What is being asked:
Please reproduce the line containing "segment woven conical basket, all instances" and every line after it in the records below, exactly and with nothing else.

---- Information

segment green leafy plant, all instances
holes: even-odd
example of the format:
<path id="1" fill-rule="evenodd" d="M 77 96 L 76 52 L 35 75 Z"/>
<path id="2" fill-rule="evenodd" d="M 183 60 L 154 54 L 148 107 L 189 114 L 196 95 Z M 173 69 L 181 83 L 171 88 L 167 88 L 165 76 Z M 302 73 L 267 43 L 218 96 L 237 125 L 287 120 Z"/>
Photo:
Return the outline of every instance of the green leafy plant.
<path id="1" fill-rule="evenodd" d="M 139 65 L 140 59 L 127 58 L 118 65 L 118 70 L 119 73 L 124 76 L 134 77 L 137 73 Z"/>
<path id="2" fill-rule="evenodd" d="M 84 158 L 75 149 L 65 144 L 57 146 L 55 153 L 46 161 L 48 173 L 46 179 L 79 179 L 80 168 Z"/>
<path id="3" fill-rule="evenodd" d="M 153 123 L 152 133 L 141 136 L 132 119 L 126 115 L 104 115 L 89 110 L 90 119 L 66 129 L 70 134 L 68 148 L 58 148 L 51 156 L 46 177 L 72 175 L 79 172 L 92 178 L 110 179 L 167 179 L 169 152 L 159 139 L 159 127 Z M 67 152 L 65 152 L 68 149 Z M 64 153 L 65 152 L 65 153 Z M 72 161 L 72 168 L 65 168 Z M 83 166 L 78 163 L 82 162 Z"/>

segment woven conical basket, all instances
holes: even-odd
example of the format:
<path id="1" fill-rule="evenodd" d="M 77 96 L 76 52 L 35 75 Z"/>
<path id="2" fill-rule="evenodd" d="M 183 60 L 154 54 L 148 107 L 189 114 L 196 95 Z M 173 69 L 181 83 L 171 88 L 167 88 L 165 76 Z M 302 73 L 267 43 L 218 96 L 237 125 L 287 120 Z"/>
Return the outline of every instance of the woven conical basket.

--------

Task solution:
segment woven conical basket, all instances
holes: even-odd
example of the format:
<path id="1" fill-rule="evenodd" d="M 77 96 L 76 52 L 35 75 Z"/>
<path id="2" fill-rule="evenodd" d="M 183 60 L 154 54 L 148 107 L 189 114 L 196 95 Z M 173 69 L 181 83 L 171 88 L 167 88 L 165 76 Z M 302 73 L 267 43 L 218 96 L 237 125 L 287 120 Z"/>
Return the outline of every instance of the woven conical basket.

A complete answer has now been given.